#### 本文:
•••
「Google検索のあの噂は本当?」「強調スニペットとは?」「Dsicoverを狙う」ECのためのGoogle検索の基礎
EC企業は今後、検索エンジン対策(SEO対策)とどのように向き合えばいいのか。二天紀執行役員でユウキノイン代表取締役の酒匂雄二(さこうゆうじ)氏が、2020年のSEOについて3つのポイントを解説したセミナー「検索No.1-SNSとコンテンツの局地戦で中小企業が大手に勝つ方法-」(主催はフューチャーショップ)からそのヒントを探る。
セミナーでは「Googleエンジンの都市伝説」「これからのSEOとコンテンツ」「SEOとコンテンツ作りのポイント」「SNSを活用した事例」などを解説。まずは、前半の「Googleエンジンの都市伝説」「これまでのSEOとコンテンツ」などを紹介する。
•••
#### データ:
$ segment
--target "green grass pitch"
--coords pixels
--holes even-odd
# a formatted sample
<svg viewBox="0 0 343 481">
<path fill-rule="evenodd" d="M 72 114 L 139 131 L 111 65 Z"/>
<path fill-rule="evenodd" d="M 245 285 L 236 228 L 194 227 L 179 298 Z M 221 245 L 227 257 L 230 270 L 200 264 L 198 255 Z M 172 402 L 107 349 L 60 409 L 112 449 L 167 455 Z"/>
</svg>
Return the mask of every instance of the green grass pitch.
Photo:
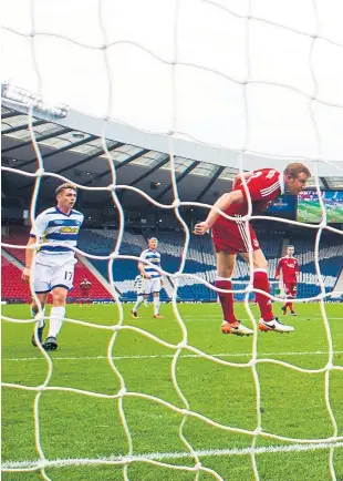
<svg viewBox="0 0 343 481">
<path fill-rule="evenodd" d="M 125 326 L 135 326 L 160 339 L 177 345 L 183 339 L 170 305 L 162 306 L 165 319 L 152 317 L 152 306 L 142 306 L 139 319 L 131 319 L 131 305 L 124 306 Z M 179 313 L 188 332 L 188 344 L 204 352 L 231 362 L 251 359 L 253 338 L 220 334 L 220 307 L 217 304 L 180 304 Z M 274 305 L 276 310 L 280 305 Z M 342 304 L 325 306 L 333 342 L 333 364 L 343 366 Z M 256 307 L 252 310 L 258 317 Z M 295 327 L 290 335 L 258 334 L 258 358 L 282 360 L 304 369 L 324 368 L 329 359 L 329 341 L 318 304 L 297 305 L 298 317 L 282 316 Z M 29 306 L 2 306 L 3 316 L 29 318 Z M 237 314 L 252 326 L 242 304 Z M 114 325 L 118 320 L 115 305 L 70 305 L 67 317 L 92 324 Z M 31 346 L 32 324 L 2 321 L 2 382 L 40 386 L 48 365 L 42 354 Z M 112 370 L 106 351 L 112 331 L 65 323 L 59 337 L 59 349 L 51 352 L 52 378 L 49 386 L 70 387 L 84 391 L 115 395 L 119 381 Z M 143 392 L 184 408 L 173 382 L 170 366 L 175 349 L 162 346 L 134 330 L 121 330 L 114 342 L 113 358 L 125 379 L 127 391 Z M 325 405 L 325 373 L 304 373 L 289 367 L 257 364 L 261 388 L 261 426 L 264 432 L 295 439 L 328 439 L 333 426 Z M 253 430 L 257 426 L 256 388 L 252 369 L 222 366 L 190 356 L 183 350 L 176 365 L 178 386 L 190 409 L 212 421 L 231 428 Z M 35 391 L 2 387 L 2 467 L 9 461 L 38 460 L 34 442 L 33 402 Z M 330 402 L 343 436 L 343 371 L 330 371 Z M 61 390 L 42 392 L 39 407 L 41 447 L 48 460 L 115 460 L 125 456 L 127 440 L 118 416 L 118 401 Z M 123 408 L 135 456 L 173 465 L 194 467 L 194 459 L 179 438 L 183 416 L 158 402 L 138 397 L 124 397 Z M 247 449 L 252 437 L 225 431 L 205 421 L 188 417 L 184 434 L 204 467 L 216 470 L 224 480 L 252 480 L 251 457 Z M 297 444 L 294 447 L 294 444 Z M 288 447 L 291 451 L 287 451 Z M 261 481 L 330 480 L 330 449 L 305 450 L 295 443 L 258 437 L 257 468 Z M 343 442 L 334 449 L 333 462 L 337 480 L 343 480 Z M 15 464 L 18 465 L 18 464 Z M 51 480 L 123 480 L 123 467 L 97 464 L 49 467 Z M 141 461 L 127 468 L 131 481 L 190 481 L 195 472 L 155 467 Z M 41 480 L 40 471 L 3 472 L 3 481 Z M 214 480 L 200 472 L 200 481 Z"/>
</svg>

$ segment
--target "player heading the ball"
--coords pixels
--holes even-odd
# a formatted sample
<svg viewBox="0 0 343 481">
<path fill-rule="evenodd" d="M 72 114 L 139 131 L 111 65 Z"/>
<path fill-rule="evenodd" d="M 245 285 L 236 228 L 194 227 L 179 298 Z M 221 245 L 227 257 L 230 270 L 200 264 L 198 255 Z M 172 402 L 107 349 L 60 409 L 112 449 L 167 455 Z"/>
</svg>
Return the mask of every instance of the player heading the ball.
<svg viewBox="0 0 343 481">
<path fill-rule="evenodd" d="M 197 224 L 194 229 L 197 235 L 204 235 L 208 229 L 212 229 L 212 239 L 217 254 L 216 287 L 232 290 L 231 276 L 237 254 L 240 254 L 249 263 L 249 250 L 252 250 L 253 287 L 270 294 L 267 259 L 250 223 L 241 221 L 241 217 L 248 214 L 248 196 L 252 203 L 252 213 L 257 214 L 263 211 L 274 198 L 282 195 L 285 190 L 298 195 L 305 188 L 310 176 L 311 173 L 304 164 L 294 162 L 289 164 L 283 173 L 274 168 L 260 168 L 245 173 L 243 177 L 248 192 L 246 192 L 241 175 L 235 177 L 232 192 L 224 194 L 215 203 L 217 208 L 235 217 L 235 219 L 229 221 L 212 208 L 207 219 Z M 253 334 L 253 330 L 245 327 L 236 318 L 232 293 L 219 293 L 219 300 L 224 314 L 221 325 L 224 334 L 236 334 L 238 336 Z M 256 300 L 261 314 L 260 330 L 276 332 L 294 330 L 293 327 L 283 325 L 274 317 L 271 300 L 268 296 L 256 293 Z"/>
<path fill-rule="evenodd" d="M 282 273 L 282 282 L 284 293 L 288 299 L 294 299 L 297 297 L 297 285 L 299 279 L 299 262 L 293 257 L 294 246 L 290 245 L 287 248 L 287 255 L 281 257 L 278 263 L 276 270 L 276 279 L 279 280 L 280 272 Z M 287 313 L 287 308 L 289 307 L 291 315 L 297 316 L 293 309 L 293 303 L 291 300 L 284 303 L 281 307 L 282 313 Z"/>
<path fill-rule="evenodd" d="M 52 295 L 50 328 L 46 340 L 42 344 L 45 350 L 58 348 L 56 337 L 65 316 L 66 295 L 73 288 L 74 266 L 76 259 L 72 247 L 76 247 L 83 214 L 73 207 L 77 191 L 75 185 L 65 183 L 56 191 L 58 205 L 46 208 L 34 221 L 28 248 L 25 250 L 25 268 L 22 280 L 29 283 L 32 276 L 33 289 L 44 309 L 48 294 Z M 31 244 L 43 244 L 35 256 L 34 269 L 31 269 L 33 250 Z M 33 300 L 31 314 L 38 321 L 38 336 L 32 335 L 32 344 L 42 342 L 44 319 L 38 318 L 39 306 Z"/>
</svg>

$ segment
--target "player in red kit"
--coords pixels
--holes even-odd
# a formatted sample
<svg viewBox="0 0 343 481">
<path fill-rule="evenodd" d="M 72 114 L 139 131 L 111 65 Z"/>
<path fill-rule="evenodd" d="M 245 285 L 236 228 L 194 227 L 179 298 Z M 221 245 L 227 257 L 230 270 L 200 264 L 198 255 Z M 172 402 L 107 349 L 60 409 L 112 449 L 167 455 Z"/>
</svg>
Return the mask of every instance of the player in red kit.
<svg viewBox="0 0 343 481">
<path fill-rule="evenodd" d="M 297 284 L 299 278 L 299 263 L 295 257 L 293 257 L 293 254 L 294 246 L 288 246 L 287 255 L 284 257 L 281 257 L 276 270 L 277 280 L 279 280 L 280 278 L 280 272 L 282 273 L 284 293 L 288 299 L 294 299 L 294 297 L 297 296 Z M 291 300 L 287 301 L 282 306 L 281 309 L 283 314 L 287 313 L 288 307 L 290 308 L 291 315 L 297 316 L 293 310 L 293 303 Z"/>
<path fill-rule="evenodd" d="M 252 213 L 263 211 L 271 201 L 288 190 L 291 194 L 299 194 L 306 185 L 311 176 L 309 168 L 301 163 L 289 164 L 283 173 L 274 168 L 260 168 L 243 174 L 246 180 L 246 192 L 241 175 L 233 181 L 232 192 L 224 194 L 214 205 L 222 213 L 235 217 L 228 219 L 222 214 L 211 208 L 205 222 L 195 226 L 194 233 L 204 235 L 212 229 L 212 239 L 217 254 L 217 279 L 216 287 L 225 290 L 232 290 L 231 276 L 235 269 L 237 254 L 240 254 L 249 263 L 249 250 L 252 250 L 253 263 L 253 287 L 270 294 L 266 257 L 260 249 L 251 225 L 241 219 L 248 214 L 248 196 L 251 199 Z M 218 293 L 222 308 L 224 321 L 221 331 L 224 334 L 236 334 L 249 336 L 253 330 L 243 326 L 235 316 L 232 293 Z M 259 305 L 261 318 L 260 330 L 273 330 L 276 332 L 290 332 L 294 330 L 285 326 L 274 317 L 271 308 L 271 300 L 261 293 L 256 293 L 256 300 Z"/>
<path fill-rule="evenodd" d="M 91 288 L 92 288 L 92 283 L 85 277 L 80 283 L 80 293 L 81 293 L 80 306 L 82 306 L 84 303 L 86 304 L 91 300 L 91 298 L 90 298 Z"/>
</svg>

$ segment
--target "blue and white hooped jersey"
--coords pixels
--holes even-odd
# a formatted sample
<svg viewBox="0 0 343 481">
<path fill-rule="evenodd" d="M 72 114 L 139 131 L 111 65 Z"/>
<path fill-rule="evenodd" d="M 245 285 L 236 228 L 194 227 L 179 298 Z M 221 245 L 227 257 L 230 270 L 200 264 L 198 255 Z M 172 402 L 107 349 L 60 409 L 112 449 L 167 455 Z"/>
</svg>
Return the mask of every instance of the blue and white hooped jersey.
<svg viewBox="0 0 343 481">
<path fill-rule="evenodd" d="M 141 293 L 143 288 L 143 276 L 141 274 L 135 277 L 134 287 L 136 288 L 137 293 Z"/>
<path fill-rule="evenodd" d="M 58 258 L 64 263 L 65 258 L 74 257 L 74 250 L 71 247 L 77 245 L 83 218 L 83 214 L 74 208 L 69 215 L 63 214 L 58 207 L 46 208 L 38 215 L 34 228 L 32 227 L 30 232 L 31 237 L 39 235 L 40 244 L 43 244 L 39 249 L 37 262 L 43 264 L 49 256 L 58 264 Z"/>
<path fill-rule="evenodd" d="M 141 254 L 139 259 L 148 260 L 149 263 L 154 264 L 156 267 L 160 267 L 160 254 L 157 250 L 145 249 Z M 144 264 L 144 270 L 146 272 L 146 274 L 149 274 L 152 276 L 152 279 L 162 277 L 160 274 L 154 269 L 154 267 L 150 267 L 147 264 Z"/>
</svg>

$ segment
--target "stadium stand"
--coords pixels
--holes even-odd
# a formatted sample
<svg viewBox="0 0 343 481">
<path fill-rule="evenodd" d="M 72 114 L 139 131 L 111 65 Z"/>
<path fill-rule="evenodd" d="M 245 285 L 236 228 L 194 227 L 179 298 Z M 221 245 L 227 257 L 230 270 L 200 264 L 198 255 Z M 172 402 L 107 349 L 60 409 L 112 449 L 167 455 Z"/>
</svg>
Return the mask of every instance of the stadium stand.
<svg viewBox="0 0 343 481">
<path fill-rule="evenodd" d="M 21 270 L 1 256 L 1 300 L 30 303 L 31 293 L 28 285 L 21 280 Z"/>
<path fill-rule="evenodd" d="M 18 229 L 10 238 L 4 238 L 3 242 L 13 244 L 25 244 L 28 232 Z M 87 254 L 110 255 L 114 249 L 115 242 L 118 236 L 116 229 L 82 229 L 80 235 L 79 248 Z M 159 233 L 158 250 L 162 254 L 162 266 L 168 273 L 177 273 L 180 268 L 180 256 L 185 246 L 185 234 L 183 232 Z M 277 263 L 281 257 L 283 247 L 282 236 L 269 236 L 268 234 L 259 234 L 262 250 L 269 263 L 269 278 L 272 280 L 277 267 Z M 146 240 L 142 234 L 125 232 L 123 235 L 119 253 L 132 256 L 139 256 L 143 249 L 146 248 Z M 306 298 L 320 294 L 319 278 L 314 264 L 314 239 L 303 237 L 292 237 L 290 243 L 295 245 L 295 256 L 300 263 L 300 282 L 298 285 L 298 297 Z M 24 252 L 21 249 L 7 248 L 20 263 L 24 262 Z M 319 249 L 320 269 L 323 276 L 325 289 L 328 293 L 333 290 L 333 287 L 340 275 L 343 265 L 343 246 L 340 239 L 334 239 L 329 236 L 323 236 Z M 107 262 L 91 259 L 93 266 L 107 280 Z M 19 270 L 19 269 L 18 269 Z M 212 249 L 210 236 L 190 236 L 185 274 L 196 274 L 198 277 L 212 284 L 216 277 L 216 257 Z M 113 263 L 113 278 L 116 289 L 122 295 L 123 300 L 133 300 L 136 297 L 134 290 L 134 278 L 137 275 L 137 262 L 133 259 L 115 259 Z M 98 279 L 81 263 L 75 269 L 75 288 L 71 293 L 71 297 L 80 296 L 79 284 L 83 277 L 87 277 L 92 282 L 92 298 L 110 299 L 111 294 L 104 288 Z M 235 290 L 242 289 L 249 279 L 249 266 L 240 258 L 237 259 L 233 275 Z M 173 284 L 172 279 L 169 282 Z M 236 282 L 236 283 L 235 283 Z M 239 282 L 239 283 L 237 283 Z M 237 300 L 245 298 L 243 293 L 235 295 Z M 191 277 L 183 276 L 179 279 L 178 299 L 183 300 L 215 300 L 217 295 L 202 283 Z M 167 300 L 168 296 L 163 290 L 162 300 Z"/>
</svg>

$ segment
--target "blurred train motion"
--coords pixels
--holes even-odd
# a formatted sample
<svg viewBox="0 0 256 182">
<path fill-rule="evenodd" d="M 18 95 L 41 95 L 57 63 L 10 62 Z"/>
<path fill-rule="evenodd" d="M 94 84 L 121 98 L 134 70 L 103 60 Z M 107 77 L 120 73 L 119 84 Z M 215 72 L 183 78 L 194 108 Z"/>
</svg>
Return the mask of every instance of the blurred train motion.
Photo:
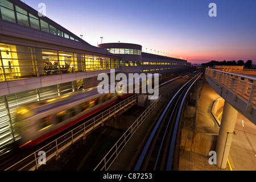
•••
#### 作業内容:
本文によると、酒匂雄二氏が解説したセミナーの主催者はどこか。 項目はこの作業では一切使用しません。

#### 解答全文:
フューチャーショップです。